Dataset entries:
▼▼▼

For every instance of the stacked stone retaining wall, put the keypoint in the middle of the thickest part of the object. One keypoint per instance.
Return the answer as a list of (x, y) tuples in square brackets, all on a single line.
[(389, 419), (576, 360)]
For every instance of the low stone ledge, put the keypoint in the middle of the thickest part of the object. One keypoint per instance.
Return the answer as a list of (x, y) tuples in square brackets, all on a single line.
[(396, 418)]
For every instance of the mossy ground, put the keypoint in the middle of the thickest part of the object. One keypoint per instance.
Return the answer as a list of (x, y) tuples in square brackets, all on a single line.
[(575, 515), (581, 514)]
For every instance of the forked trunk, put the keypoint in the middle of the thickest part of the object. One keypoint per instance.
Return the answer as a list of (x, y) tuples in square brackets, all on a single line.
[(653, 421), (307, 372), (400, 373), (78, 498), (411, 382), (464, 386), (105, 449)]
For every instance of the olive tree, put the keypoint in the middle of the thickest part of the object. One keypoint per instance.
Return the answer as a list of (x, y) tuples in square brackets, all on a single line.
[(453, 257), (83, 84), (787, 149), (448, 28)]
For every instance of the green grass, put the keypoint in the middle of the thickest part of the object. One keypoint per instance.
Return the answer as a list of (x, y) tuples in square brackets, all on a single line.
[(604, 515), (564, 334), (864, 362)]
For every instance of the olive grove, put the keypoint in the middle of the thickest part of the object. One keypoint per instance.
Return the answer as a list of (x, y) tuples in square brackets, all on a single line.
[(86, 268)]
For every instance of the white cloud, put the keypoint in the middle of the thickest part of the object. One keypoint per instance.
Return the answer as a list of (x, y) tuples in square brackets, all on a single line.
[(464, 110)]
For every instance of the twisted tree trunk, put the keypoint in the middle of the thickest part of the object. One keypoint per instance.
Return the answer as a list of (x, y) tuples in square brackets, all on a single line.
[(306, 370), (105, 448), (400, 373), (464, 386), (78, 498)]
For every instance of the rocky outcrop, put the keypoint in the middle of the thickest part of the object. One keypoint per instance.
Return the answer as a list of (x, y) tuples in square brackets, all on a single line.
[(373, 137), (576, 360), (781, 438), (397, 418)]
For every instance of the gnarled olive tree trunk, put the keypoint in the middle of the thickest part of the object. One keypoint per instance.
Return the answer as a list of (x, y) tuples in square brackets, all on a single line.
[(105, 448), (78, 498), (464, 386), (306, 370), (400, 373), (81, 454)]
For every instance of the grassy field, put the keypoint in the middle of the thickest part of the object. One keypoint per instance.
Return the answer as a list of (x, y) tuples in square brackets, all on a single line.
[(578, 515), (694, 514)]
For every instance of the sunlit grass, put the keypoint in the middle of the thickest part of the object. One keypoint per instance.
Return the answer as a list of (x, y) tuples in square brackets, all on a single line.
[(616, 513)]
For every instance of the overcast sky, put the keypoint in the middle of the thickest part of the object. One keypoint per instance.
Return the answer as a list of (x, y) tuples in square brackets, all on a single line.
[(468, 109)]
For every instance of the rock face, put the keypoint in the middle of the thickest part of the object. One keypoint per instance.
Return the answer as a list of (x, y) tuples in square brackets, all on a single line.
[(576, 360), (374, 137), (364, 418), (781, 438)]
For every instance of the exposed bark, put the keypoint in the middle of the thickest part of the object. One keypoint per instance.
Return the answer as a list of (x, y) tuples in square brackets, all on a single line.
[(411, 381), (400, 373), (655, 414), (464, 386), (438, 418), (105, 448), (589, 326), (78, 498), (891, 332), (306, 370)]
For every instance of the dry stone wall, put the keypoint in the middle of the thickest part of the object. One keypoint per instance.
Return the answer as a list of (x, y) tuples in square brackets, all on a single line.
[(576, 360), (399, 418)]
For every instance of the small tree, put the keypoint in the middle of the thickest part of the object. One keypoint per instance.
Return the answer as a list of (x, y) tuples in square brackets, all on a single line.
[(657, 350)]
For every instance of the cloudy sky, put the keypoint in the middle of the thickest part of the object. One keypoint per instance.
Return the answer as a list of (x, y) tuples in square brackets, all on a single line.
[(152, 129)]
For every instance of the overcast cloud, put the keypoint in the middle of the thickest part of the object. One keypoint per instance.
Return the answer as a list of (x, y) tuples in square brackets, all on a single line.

▲▲▲

Exercise
Within the data above, the lines from the one with "For every instance of the low" to the one with "For every instance of the olive grove, put" must be repeated exactly; no other line belongs in the answer.

Exercise response
For every instance of the low stone ledge, put the keypoint in the middle of the thickest part of the object. One keypoint per instance.
Return the answer as a list of (x, y) tuples in square brackets, all on a single line.
[(396, 418)]
For every instance of the mossy ground, put the keypoint in the middle of the thickest part of the object. One keypoint per instance.
Return the answer as a list of (x, y) tuples in square brackets, all on a single line.
[(575, 515), (581, 514)]
For every instance of the forked trunk, put the keypoint in the middle of the thickest part of the object. One keypoint per instance.
Return the answer as a list of (x, y) tuples in square brackets, all on a single line.
[(653, 421), (307, 372), (400, 373), (78, 498), (411, 382), (464, 386), (105, 449)]
For every instance of the olive tree, put the keypoint in the middle of the thickest part of the object. One keypoint per instance.
Return the answer as a list of (x, y) tuples in square brackets, all on a single line.
[(453, 257), (83, 84), (787, 149), (448, 28)]
For every instance of the green grass, put the keypoint in the middle of the thickest part of the object. One keypoint per instance.
Return the answer as a list of (x, y) tuples in square brackets, all on a single line.
[(604, 515), (564, 334), (864, 362)]
For every instance of the olive grove, put the keypoint in the middle of the thickest part of the object. One keypoint per instance.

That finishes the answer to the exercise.